Stated problem:
Which lines in the data below contain the string "sandal"? List each of them in full, treating uppercase and lowercase as different.
--- START OF Extracted records ---
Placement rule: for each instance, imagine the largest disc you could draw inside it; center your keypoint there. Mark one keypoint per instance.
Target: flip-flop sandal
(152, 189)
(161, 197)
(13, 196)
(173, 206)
--- END OF Extracted records ---
--- START OF Extracted records ---
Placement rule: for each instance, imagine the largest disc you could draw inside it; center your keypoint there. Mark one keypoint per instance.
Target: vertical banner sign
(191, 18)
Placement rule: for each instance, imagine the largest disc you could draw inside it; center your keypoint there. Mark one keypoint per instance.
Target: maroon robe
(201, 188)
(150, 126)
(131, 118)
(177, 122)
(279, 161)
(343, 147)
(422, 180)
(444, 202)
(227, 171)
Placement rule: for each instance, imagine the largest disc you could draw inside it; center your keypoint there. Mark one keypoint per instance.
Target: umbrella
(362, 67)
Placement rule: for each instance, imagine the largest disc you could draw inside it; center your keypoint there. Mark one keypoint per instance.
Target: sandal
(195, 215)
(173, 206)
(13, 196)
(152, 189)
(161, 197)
--- END OF Extracted records ---
--- START OF Extracted records ---
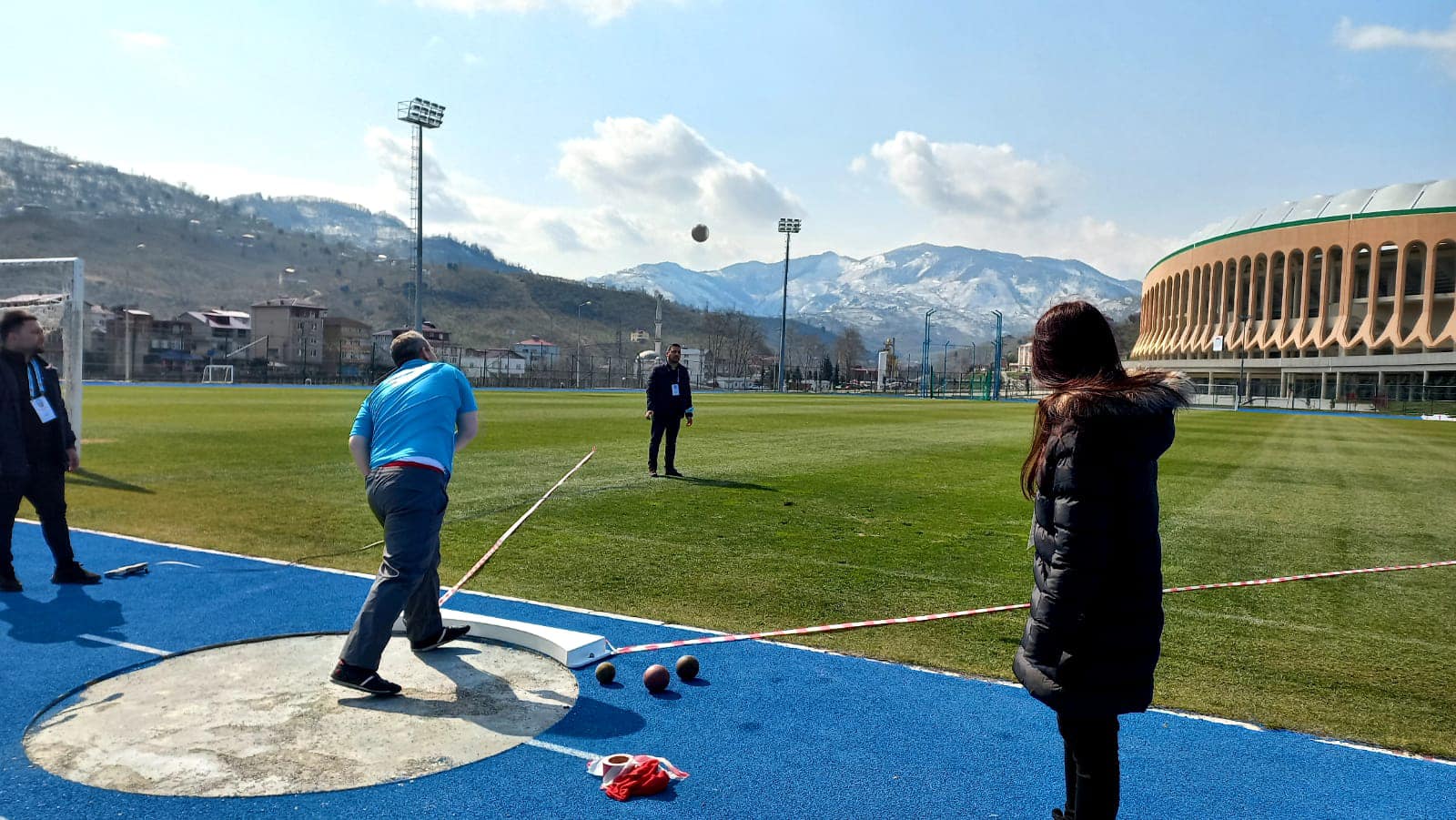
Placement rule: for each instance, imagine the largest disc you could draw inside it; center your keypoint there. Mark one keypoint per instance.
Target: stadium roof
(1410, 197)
--- END OF Extracted records ---
Final result:
Target: flip-flop sandal
Target: sandal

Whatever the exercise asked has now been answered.